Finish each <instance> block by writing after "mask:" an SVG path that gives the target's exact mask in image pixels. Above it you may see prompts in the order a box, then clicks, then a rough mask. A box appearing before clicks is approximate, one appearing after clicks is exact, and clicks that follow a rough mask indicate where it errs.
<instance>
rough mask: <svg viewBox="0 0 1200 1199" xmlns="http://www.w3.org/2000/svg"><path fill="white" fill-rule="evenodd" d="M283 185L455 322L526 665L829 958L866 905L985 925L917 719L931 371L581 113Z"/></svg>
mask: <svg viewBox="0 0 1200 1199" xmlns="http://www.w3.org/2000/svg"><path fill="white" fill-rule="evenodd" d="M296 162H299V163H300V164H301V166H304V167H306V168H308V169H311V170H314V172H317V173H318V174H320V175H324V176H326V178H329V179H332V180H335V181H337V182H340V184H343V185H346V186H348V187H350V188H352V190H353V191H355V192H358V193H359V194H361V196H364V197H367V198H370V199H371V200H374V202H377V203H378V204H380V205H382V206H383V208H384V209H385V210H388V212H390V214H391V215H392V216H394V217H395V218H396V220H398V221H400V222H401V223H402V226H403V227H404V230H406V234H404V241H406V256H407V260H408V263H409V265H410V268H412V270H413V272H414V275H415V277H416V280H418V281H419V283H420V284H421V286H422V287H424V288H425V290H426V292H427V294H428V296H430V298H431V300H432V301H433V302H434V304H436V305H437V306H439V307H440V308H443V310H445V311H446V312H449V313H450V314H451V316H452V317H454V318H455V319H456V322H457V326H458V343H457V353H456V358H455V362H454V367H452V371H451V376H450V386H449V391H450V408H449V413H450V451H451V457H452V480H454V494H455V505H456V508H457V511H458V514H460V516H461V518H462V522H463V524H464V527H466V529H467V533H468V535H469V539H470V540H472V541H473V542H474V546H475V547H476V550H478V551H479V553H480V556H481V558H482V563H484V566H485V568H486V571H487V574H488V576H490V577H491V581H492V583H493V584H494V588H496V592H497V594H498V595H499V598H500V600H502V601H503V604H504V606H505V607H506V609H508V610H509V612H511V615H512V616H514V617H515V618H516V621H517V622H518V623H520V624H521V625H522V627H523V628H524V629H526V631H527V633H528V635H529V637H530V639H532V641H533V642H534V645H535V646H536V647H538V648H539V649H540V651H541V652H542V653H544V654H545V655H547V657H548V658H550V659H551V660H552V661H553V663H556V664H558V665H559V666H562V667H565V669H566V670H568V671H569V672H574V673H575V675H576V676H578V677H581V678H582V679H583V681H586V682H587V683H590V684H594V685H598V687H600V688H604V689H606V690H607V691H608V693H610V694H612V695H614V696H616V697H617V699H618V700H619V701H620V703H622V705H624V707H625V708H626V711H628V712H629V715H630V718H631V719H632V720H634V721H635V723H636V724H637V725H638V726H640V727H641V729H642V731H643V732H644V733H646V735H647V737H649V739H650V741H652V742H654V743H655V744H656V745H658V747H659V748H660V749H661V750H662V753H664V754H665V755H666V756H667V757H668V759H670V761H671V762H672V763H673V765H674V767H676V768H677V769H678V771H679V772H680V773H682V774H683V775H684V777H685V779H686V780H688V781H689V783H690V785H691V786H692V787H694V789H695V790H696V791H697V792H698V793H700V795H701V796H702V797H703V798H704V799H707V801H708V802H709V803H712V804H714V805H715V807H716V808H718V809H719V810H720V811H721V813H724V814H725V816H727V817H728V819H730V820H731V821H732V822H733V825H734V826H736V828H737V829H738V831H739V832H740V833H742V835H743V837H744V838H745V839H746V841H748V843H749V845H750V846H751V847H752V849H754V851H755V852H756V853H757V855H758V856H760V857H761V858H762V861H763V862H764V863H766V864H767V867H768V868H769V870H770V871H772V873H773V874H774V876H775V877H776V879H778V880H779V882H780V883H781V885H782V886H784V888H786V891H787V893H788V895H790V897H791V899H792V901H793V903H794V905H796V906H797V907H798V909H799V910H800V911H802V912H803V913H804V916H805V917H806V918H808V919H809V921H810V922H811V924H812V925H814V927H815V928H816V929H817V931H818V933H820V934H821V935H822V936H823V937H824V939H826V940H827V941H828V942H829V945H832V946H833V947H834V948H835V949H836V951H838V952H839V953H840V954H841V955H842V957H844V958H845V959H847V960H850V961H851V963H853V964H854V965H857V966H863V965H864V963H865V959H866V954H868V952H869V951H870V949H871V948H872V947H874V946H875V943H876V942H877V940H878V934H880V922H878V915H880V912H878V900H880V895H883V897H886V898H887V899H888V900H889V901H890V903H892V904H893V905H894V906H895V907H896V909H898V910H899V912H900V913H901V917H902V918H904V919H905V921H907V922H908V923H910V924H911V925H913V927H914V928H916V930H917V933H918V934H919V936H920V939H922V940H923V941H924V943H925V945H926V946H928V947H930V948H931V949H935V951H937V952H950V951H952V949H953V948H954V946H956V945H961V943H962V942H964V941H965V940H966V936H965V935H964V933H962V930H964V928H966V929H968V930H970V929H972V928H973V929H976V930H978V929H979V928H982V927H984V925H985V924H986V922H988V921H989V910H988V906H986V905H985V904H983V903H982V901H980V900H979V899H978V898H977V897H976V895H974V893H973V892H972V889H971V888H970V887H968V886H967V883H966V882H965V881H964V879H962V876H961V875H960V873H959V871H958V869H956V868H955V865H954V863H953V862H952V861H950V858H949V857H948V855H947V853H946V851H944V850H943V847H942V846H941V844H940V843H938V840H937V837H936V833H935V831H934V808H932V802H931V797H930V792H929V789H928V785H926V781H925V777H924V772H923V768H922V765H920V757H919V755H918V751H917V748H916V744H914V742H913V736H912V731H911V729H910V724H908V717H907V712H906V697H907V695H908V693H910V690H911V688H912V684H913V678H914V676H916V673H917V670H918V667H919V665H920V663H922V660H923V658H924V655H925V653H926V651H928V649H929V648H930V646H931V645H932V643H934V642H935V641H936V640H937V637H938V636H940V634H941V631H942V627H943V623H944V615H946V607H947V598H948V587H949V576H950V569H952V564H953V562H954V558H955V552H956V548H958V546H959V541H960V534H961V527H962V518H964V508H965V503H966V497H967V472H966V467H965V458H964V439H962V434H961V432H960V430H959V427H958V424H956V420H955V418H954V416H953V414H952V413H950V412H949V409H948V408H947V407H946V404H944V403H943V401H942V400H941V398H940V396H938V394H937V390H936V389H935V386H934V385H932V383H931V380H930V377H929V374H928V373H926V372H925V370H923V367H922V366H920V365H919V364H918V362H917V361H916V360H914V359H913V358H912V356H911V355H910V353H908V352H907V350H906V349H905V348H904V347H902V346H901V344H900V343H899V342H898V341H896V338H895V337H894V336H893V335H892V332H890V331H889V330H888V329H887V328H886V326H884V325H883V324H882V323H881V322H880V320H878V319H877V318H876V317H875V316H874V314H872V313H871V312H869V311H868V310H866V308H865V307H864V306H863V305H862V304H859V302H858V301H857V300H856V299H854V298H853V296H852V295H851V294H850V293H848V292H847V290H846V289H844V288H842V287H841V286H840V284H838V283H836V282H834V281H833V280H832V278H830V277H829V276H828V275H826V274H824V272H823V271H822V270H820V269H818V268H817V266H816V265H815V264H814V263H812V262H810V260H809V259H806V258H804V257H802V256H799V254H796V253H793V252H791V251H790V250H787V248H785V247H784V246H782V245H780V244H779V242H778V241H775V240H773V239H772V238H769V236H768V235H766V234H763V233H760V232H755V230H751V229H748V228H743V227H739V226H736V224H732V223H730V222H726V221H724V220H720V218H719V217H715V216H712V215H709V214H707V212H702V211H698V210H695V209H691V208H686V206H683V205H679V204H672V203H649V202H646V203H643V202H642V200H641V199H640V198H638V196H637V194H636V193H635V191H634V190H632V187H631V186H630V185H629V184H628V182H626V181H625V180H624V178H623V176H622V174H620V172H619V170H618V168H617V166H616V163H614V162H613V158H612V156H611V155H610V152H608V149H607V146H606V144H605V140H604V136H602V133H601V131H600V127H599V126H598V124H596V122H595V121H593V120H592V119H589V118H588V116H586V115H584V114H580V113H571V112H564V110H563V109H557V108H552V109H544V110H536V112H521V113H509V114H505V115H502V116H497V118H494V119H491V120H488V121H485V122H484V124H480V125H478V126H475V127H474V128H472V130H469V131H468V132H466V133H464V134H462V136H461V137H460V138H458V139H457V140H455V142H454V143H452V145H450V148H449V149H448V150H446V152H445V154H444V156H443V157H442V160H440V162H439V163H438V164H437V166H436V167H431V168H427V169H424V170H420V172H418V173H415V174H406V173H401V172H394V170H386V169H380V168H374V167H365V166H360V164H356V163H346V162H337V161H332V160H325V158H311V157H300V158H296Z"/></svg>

* * *

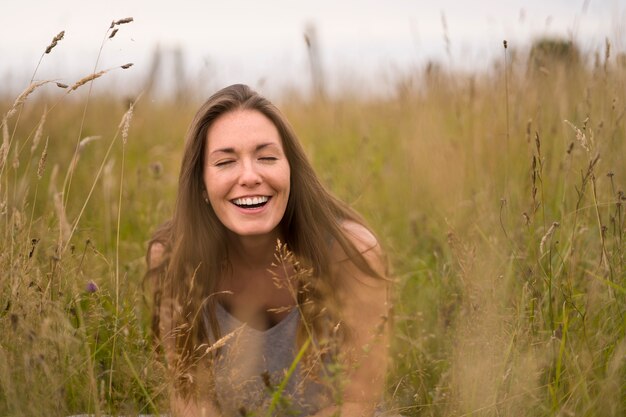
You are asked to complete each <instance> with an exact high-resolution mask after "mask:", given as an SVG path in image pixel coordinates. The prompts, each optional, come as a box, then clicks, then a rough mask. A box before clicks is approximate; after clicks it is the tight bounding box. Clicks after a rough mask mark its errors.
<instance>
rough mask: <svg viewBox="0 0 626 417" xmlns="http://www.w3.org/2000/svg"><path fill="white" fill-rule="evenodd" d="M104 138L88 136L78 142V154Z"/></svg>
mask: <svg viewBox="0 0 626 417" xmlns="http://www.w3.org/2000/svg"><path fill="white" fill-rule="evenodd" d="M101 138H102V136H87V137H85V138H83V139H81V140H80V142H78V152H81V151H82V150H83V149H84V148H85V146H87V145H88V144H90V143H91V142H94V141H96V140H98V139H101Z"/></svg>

### INSTRUCTION
Write out everything in the listing from the line containing "Finish each <instance>" down to the line containing "185L455 322L526 665L829" as a numbered list, skipping blank lines.

### REPLY TO THE EXERCISE
1. Finish each <instance> block by writing after "mask:" an SVG path that gives the target's exact mask in image pixels. Above it you may see prompts in the order a box, then clicks, then a rough mask. A box appearing before clicks is approximate, one appearing after clicks is exact, and clicks that follow a rough mask indicate where it errs.
2. <instance>
3. rough mask: <svg viewBox="0 0 1200 1199" xmlns="http://www.w3.org/2000/svg"><path fill="white" fill-rule="evenodd" d="M283 185L455 322L526 665L829 958L866 905L985 925L917 719L931 371L581 113Z"/></svg>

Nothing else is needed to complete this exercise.